--- Start of Listed records ---
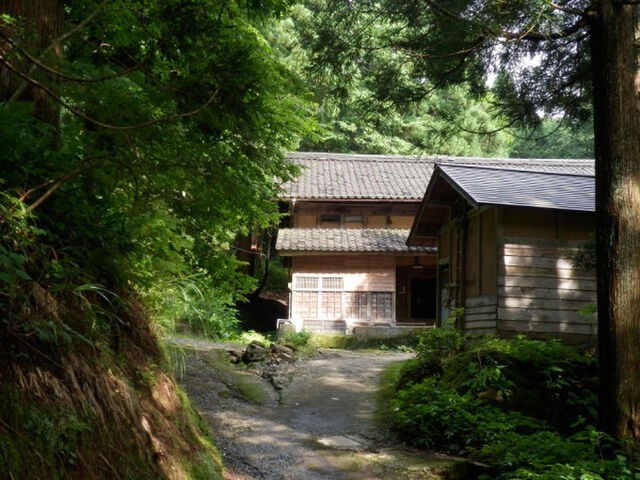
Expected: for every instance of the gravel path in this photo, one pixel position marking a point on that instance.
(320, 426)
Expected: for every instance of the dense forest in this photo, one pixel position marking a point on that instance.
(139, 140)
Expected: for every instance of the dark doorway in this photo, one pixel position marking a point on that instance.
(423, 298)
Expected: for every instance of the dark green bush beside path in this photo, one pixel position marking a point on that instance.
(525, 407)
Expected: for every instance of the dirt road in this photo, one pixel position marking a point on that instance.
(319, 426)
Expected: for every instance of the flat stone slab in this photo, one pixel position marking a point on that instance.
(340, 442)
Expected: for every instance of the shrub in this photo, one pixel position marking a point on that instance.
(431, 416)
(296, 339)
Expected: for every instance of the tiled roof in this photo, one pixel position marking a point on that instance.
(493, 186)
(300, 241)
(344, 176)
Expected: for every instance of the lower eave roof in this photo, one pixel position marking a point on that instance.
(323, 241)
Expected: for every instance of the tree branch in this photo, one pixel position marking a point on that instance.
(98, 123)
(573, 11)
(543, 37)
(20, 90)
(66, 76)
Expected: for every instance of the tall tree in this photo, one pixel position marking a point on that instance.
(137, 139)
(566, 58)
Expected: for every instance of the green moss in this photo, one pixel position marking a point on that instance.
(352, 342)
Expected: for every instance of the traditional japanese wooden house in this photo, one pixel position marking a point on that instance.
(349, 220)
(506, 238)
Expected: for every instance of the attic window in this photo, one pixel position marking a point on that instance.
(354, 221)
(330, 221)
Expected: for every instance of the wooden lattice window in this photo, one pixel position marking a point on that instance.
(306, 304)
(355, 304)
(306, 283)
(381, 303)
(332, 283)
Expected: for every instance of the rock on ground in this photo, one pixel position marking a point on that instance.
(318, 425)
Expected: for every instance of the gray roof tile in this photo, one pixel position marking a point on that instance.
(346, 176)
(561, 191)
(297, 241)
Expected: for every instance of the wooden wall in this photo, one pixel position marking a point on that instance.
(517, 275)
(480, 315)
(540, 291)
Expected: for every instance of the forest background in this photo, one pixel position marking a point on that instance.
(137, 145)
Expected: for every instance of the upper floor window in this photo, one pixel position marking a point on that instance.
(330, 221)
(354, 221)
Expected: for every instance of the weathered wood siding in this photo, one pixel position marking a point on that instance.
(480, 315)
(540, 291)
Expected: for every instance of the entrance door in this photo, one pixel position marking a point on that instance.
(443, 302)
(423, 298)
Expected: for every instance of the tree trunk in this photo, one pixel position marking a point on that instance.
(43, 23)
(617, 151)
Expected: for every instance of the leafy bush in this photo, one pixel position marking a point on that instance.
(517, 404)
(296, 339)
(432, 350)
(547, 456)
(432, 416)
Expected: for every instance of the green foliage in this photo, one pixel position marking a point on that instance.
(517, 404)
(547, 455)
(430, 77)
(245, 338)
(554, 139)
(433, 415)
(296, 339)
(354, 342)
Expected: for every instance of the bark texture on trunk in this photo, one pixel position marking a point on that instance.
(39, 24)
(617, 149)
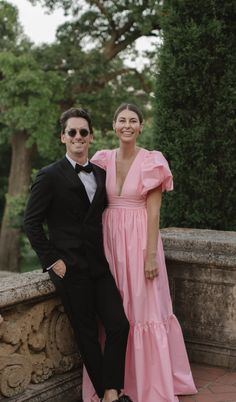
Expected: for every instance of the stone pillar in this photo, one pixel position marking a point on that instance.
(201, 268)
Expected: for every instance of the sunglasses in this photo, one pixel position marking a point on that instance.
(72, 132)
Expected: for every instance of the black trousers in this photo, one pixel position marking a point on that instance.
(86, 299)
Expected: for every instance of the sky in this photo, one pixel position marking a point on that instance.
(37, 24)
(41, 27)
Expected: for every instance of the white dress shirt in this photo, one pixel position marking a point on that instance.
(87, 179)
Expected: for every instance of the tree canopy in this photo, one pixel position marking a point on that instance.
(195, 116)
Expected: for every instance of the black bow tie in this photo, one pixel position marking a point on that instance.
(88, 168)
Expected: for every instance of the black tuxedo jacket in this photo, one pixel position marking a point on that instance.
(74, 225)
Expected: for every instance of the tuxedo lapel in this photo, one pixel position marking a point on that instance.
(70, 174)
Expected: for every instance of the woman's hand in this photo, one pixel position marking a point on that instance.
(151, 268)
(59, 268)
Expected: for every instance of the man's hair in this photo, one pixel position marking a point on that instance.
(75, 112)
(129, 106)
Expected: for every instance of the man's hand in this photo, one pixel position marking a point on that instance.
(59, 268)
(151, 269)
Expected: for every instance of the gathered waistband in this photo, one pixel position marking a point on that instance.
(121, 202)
--- End of Listed records ---
Convert all the entries above into a two-column CSV with the header instruction,coordinates. Give one row per entry, with its text and its answer each in a single quoted field, line breaks replaced by spaces, and leave out the pictures.

• _The reply_
instruction,coordinates
"Expected: for every instance of the gravel path in this photo, one pixel position marking a point on that instance.","(320, 426)"
"Expected: for every instance of the dense forest in this photo, one pixel position marking a point on that instance.","(139, 140)"
"Expected: for every instance of the dark doorway in this photo, one pixel position marking a point on that instance.","(423, 298)"
"Expected: for every instance of the dark green bush beside path in this photo, one pixel position marking a point on that instance.","(525, 407)"
"Expected: for every instance of the dirt road in this photo, one pixel position marking a point on that instance.","(319, 426)"
"Expected: for every instance of the flat stone slab in this photo, one pixel position marking a point on that instance.","(340, 442)"
"Expected: for every instance of the shrub in this photo, one pixel position marking a point on that instance.","(431, 416) (296, 339)"
"Expected: for every instance of the tiled roof in this photo, one pixel position marking a point on that instance.","(493, 186) (300, 241) (344, 176)"
"Expected: for every instance of the lower eave roof in this photo, one pixel position marking a point on that instance.","(323, 241)"
"Expected: for every instance of the tree branch in this photo, one pixel position marking a point on that instance.","(98, 123) (573, 11) (543, 37) (20, 90) (66, 76)"
"Expected: for every instance of the tall tree in this photo, one pixel position marking a point on that instance.","(137, 139) (566, 58)"
"Expected: for every instance of the green moss in this photo, one pixel position marking a point on that instance.","(352, 342)"
"Expected: for every instance of the traditional japanese wooden house in this photo, one pixel position marking a point on that instance.","(349, 220) (506, 238)"
"Expected: for every instance of the attic window in this photo, one pixel position marking a point on that instance.","(354, 221) (330, 221)"
"Expected: for every instance of the wooden lattice window in this photo, one pixel position marking a point on that instance.","(306, 304) (355, 304) (306, 283) (381, 303) (332, 283)"
"Expected: for every instance of the rock on ground in this photo, one pixel position marking a point on that instance.","(318, 425)"
"Expected: for every instance of the gray roof tile in this photo, one pixel position marking a point on that instance.","(346, 176) (561, 191) (297, 241)"
"Expected: for every instance of the wooden wall in this photo, one pixel position marking a point on that instance.","(517, 275) (480, 315) (540, 291)"
"Expected: for every instance of the forest background in this photo, one pixel position marking a point on that instance.","(137, 145)"
"Expected: for every instance of the upper floor window in this photo, one pixel position marking a point on that instance.","(330, 221) (354, 221)"
"Expected: for every instance of the weathered wood siding in this photo, one pixel position marking a point on that instance.","(480, 315) (540, 291)"
"Expected: for every instance of the entrance door in this photo, one pixel position marking a point on that instance.","(443, 302) (423, 298)"
"Expected: for every instance of the tree trunk in this photo, one pixel position marking a point on that instance.","(43, 23) (617, 151)"
"Expected: for every instance of the leafy bush in this photo, one pixel position marking a point on that instance.","(517, 404) (296, 339) (432, 350) (547, 456) (432, 416)"
"Expected: for every instance of the green foliage in this photo, one pixel position marking a point on that instance.","(517, 404) (547, 455) (430, 77) (245, 338) (554, 139) (433, 415) (296, 339) (354, 342)"
"Expected: for every instance of the bark texture on trunk in this photo, one pixel position marking a point on that instance.","(39, 24) (617, 149)"
"Expected: for every instance of the stone pillar in this photo, one pixel position marking a point on that instance.","(201, 268)"
"Expected: for every instance of the sunglasses in this photo, one pixel position marking a point on that instance.","(72, 132)"
"Expected: for every instance of the black trousers in this photo, one pixel position marking a point on that instance.","(86, 299)"
"Expected: for every instance of the sky in this photo, one pixel position marking a point on that instance.","(37, 24) (41, 27)"
"Expected: for every instance of the white dress shirt in this photo, one pixel position marking a point on that instance.","(87, 179)"
"Expected: for every instance of the tree canopy in this photo, one pixel position marking a point on that instance.","(195, 116)"
"Expected: for every instance of the black bow tie in this photo, one pixel position marking a point on that instance.","(88, 168)"
"Expected: for every instance of the black tuxedo jacket in this photo, one pixel position marking a point on that instance.","(74, 225)"
"Expected: for every instance of the tuxedo lapel in this photo, one pixel position marking a point on that instance.","(70, 174)"
"Expected: for every instance of the woman's hand in this photo, one pixel position marking a point on that instance.","(151, 268) (59, 268)"
"Expected: for every instance of the man's hair in this photo, one pixel position marking a point on that instance.","(75, 112) (129, 106)"
"Expected: for every instance of the man's hand in this photo, one pixel position marking a point on that instance.","(59, 268) (151, 269)"
"Expected: for every instance of the gathered waistband in this photo, one pixel position marking a point on that instance.","(121, 202)"